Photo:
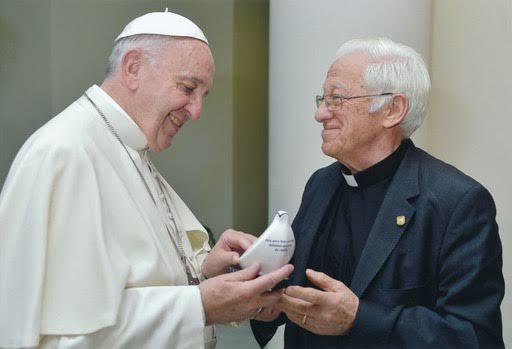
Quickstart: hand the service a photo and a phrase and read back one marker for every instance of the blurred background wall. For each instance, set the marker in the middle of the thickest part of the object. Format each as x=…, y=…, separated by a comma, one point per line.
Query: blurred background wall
x=257, y=141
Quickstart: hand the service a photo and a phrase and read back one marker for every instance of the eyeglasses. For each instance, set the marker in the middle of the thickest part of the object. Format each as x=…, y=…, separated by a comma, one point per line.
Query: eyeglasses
x=334, y=102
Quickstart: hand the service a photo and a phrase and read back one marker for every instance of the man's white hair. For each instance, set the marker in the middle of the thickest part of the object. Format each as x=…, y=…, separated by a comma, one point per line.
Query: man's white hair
x=150, y=44
x=396, y=68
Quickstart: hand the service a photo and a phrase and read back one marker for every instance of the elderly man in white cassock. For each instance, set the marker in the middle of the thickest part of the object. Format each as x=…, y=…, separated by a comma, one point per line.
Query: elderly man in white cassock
x=96, y=249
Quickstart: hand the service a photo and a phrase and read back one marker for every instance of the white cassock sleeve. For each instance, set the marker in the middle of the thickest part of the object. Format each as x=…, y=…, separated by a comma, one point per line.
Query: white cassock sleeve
x=63, y=276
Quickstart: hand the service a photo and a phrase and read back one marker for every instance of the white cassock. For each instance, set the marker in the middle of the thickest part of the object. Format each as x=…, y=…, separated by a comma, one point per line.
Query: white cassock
x=85, y=258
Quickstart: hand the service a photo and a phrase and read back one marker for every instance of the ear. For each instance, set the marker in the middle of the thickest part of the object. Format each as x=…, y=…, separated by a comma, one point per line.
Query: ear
x=131, y=68
x=395, y=111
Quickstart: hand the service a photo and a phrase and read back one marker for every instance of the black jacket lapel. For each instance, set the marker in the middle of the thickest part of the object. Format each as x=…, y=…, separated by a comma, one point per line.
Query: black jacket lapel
x=312, y=220
x=389, y=226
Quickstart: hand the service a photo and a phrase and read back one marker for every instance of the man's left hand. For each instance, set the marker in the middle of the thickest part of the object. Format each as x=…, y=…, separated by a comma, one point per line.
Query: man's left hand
x=328, y=312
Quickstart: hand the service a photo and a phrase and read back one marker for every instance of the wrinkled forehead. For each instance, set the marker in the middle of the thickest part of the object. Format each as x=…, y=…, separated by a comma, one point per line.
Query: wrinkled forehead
x=347, y=73
x=190, y=57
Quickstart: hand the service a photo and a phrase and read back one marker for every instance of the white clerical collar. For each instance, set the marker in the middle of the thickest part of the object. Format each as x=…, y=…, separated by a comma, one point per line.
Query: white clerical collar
x=125, y=127
x=350, y=179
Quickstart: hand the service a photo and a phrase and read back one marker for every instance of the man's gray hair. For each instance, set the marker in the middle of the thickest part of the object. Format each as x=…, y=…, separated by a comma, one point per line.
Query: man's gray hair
x=150, y=44
x=396, y=68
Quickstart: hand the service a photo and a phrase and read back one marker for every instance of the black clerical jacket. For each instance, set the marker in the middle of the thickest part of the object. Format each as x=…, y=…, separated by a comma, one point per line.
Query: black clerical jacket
x=430, y=272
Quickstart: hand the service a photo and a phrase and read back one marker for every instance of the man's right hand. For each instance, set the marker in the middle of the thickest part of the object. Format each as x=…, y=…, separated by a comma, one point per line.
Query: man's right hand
x=238, y=296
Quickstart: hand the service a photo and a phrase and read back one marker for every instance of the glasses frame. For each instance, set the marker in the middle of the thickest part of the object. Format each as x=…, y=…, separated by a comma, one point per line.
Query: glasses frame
x=333, y=107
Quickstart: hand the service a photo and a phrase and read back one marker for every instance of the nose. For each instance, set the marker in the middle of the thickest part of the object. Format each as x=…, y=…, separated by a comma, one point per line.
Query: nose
x=194, y=108
x=322, y=113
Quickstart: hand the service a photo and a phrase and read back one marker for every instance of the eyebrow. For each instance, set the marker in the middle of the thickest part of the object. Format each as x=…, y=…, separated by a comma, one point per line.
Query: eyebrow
x=335, y=85
x=196, y=80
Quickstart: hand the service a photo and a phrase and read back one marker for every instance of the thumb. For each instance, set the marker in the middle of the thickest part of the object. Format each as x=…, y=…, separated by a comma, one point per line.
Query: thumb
x=325, y=282
x=229, y=258
x=245, y=274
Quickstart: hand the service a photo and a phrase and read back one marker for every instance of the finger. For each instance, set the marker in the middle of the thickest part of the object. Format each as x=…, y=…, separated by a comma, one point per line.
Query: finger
x=324, y=282
x=269, y=299
x=245, y=274
x=268, y=281
x=294, y=305
x=306, y=293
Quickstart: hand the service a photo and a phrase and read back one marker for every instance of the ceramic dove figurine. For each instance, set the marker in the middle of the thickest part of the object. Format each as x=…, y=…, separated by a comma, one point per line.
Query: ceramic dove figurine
x=274, y=248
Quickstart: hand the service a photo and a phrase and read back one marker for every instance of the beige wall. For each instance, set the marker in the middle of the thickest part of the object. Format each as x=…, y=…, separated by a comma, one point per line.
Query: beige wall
x=470, y=121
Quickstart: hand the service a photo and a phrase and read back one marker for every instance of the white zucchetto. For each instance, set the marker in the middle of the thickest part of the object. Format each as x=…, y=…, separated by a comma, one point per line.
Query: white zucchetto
x=163, y=23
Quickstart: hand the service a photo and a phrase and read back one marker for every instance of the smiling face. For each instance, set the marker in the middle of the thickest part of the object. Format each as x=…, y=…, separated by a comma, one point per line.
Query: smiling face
x=350, y=133
x=171, y=89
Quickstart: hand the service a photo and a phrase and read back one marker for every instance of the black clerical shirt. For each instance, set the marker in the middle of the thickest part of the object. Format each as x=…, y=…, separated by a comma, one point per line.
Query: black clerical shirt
x=346, y=226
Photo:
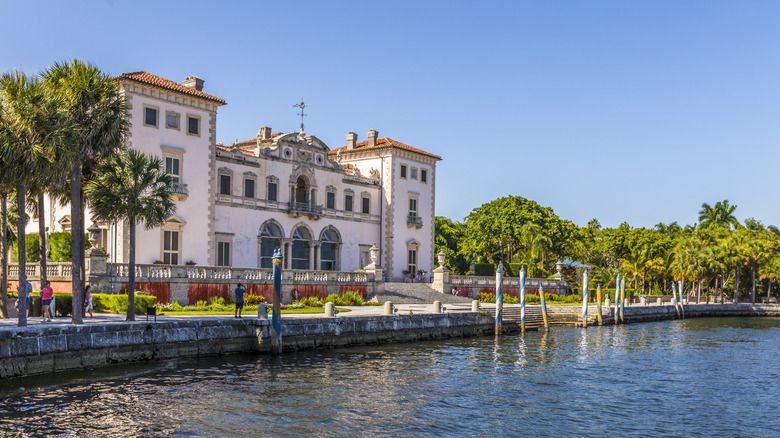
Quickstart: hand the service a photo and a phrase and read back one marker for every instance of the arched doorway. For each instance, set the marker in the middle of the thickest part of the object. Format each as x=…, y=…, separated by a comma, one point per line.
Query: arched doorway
x=329, y=249
x=300, y=248
x=270, y=239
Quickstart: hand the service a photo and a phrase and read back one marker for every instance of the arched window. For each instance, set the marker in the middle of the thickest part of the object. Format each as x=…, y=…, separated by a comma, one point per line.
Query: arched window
x=300, y=248
x=329, y=250
x=301, y=190
x=270, y=239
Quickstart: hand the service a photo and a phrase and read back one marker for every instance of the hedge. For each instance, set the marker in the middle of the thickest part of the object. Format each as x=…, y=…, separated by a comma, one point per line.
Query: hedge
x=108, y=303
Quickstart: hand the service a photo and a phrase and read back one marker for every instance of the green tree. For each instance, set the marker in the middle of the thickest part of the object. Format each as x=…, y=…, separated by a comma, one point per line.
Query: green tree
x=447, y=237
x=96, y=113
x=719, y=215
x=135, y=188
x=31, y=122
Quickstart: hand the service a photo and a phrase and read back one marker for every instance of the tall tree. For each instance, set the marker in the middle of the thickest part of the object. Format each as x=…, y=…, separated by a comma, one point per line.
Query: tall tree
x=97, y=116
x=719, y=215
x=32, y=126
x=135, y=188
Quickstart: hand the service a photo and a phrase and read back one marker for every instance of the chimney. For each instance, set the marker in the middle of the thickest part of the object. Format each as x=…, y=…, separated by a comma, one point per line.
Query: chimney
x=372, y=134
x=193, y=82
x=264, y=133
x=351, y=140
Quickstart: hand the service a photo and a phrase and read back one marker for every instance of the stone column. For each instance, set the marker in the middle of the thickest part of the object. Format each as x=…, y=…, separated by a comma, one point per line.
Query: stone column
x=441, y=276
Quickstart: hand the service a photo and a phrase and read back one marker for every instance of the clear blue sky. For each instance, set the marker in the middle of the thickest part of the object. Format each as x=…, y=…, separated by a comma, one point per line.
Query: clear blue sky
x=618, y=110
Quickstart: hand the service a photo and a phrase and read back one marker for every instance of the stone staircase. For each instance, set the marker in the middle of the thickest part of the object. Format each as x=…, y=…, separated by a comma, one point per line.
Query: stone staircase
x=511, y=312
x=415, y=293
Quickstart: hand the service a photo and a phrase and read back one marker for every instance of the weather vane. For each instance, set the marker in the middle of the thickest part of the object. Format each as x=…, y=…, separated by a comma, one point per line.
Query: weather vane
x=301, y=106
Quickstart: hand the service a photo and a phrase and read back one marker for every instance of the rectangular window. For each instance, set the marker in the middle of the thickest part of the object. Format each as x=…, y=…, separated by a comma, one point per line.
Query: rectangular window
x=171, y=247
x=193, y=125
x=172, y=120
x=272, y=192
x=249, y=188
x=224, y=184
x=223, y=253
x=172, y=168
x=150, y=116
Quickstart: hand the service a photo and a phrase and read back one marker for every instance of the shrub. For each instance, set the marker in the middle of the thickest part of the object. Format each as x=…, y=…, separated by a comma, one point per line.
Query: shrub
x=170, y=307
x=310, y=302
x=253, y=300
x=60, y=247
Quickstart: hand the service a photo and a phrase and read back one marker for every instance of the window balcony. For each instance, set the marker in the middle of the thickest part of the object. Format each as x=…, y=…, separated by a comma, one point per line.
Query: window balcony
x=307, y=208
x=413, y=220
x=180, y=190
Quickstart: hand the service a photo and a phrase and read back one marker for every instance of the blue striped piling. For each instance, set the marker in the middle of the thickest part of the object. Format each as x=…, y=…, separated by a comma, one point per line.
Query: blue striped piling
x=276, y=321
x=585, y=298
x=522, y=300
x=544, y=307
x=622, y=297
x=598, y=302
x=617, y=298
x=499, y=296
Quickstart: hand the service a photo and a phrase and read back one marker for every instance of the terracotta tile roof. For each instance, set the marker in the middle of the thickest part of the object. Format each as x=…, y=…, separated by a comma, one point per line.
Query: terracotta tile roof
x=384, y=142
x=150, y=79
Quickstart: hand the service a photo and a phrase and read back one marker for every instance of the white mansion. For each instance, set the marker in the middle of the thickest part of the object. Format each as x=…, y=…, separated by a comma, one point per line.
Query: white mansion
x=235, y=204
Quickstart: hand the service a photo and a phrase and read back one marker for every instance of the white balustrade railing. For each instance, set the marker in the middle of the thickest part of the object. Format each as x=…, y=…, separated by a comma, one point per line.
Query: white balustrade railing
x=514, y=282
x=160, y=272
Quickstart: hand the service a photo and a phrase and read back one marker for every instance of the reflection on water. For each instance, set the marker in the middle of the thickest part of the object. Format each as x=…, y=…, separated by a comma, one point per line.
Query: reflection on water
x=696, y=377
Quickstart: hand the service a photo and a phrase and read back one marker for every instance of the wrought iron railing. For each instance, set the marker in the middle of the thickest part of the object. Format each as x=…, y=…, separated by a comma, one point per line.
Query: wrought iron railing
x=305, y=207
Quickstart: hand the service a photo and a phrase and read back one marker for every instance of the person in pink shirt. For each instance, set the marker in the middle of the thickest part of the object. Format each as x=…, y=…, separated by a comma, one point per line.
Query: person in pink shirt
x=46, y=297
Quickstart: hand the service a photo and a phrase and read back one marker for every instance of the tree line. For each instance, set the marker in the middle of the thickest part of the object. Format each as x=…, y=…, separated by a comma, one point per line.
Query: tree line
x=63, y=133
x=715, y=257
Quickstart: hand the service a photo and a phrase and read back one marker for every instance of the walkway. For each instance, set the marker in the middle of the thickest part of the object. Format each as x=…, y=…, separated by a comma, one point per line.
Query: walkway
x=355, y=311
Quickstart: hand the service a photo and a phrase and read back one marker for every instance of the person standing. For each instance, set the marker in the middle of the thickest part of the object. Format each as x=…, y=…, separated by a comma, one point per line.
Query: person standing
x=88, y=301
x=46, y=297
x=238, y=294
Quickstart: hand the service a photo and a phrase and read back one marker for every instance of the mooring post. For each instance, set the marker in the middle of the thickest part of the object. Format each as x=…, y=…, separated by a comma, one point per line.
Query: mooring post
x=682, y=308
x=499, y=296
x=544, y=307
x=585, y=298
x=622, y=297
x=617, y=299
x=522, y=300
x=598, y=303
x=276, y=321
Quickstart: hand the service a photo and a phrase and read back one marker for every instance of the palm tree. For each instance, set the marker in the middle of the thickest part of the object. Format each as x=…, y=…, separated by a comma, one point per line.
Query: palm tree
x=97, y=114
x=637, y=264
x=721, y=215
x=29, y=119
x=135, y=188
x=664, y=264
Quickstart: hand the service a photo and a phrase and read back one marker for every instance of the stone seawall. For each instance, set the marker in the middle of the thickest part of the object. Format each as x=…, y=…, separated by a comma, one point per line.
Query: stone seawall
x=39, y=350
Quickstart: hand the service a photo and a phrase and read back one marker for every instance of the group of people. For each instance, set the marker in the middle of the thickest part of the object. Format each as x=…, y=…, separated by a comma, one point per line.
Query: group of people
x=47, y=300
x=418, y=277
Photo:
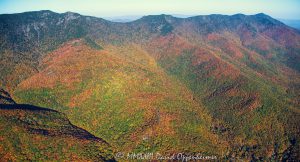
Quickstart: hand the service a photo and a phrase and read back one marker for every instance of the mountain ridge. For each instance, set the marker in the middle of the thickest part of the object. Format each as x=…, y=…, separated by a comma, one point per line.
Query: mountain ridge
x=240, y=72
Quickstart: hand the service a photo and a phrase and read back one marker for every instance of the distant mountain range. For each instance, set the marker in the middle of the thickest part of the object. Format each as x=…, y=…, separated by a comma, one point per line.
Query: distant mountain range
x=292, y=23
x=220, y=85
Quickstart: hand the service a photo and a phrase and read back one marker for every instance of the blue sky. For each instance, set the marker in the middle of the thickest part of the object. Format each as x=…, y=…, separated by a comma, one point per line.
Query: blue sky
x=287, y=9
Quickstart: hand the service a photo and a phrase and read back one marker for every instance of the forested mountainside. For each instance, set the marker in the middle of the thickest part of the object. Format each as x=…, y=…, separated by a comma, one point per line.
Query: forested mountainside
x=216, y=84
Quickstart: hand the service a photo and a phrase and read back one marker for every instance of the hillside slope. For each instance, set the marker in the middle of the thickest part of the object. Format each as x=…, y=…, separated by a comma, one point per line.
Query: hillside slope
x=218, y=84
x=30, y=133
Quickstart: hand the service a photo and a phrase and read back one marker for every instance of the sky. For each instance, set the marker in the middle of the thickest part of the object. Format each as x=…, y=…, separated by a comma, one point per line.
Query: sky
x=286, y=9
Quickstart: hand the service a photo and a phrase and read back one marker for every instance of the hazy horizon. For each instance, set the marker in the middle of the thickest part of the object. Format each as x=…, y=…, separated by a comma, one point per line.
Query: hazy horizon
x=289, y=9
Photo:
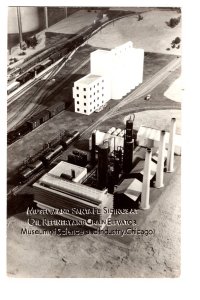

▶ What to work on:
Pictures are not part of the answer, which must be the exact lines from the one holding "Query: hillside slope" through the end of the material, both ends included.

▶ Task response:
Query: hillside slope
x=218, y=84
x=30, y=133
Quickstart: hand the service a photo and a phrase and read back one marker for every instance of the sky. For each instance, set the marker in the middle of the thickest part of the object. Format each as x=…, y=…, separated by a comma, one point per line.
Query: sky
x=286, y=9
Quickstart: hand the service a photo and a phrase and read back one marker for every instance of the hazy horizon. For each instance, set the marker in the middle of the thickest part of the object. Format each as x=…, y=…, separated by a comma, one point per line.
Query: hazy horizon
x=289, y=9
Photo:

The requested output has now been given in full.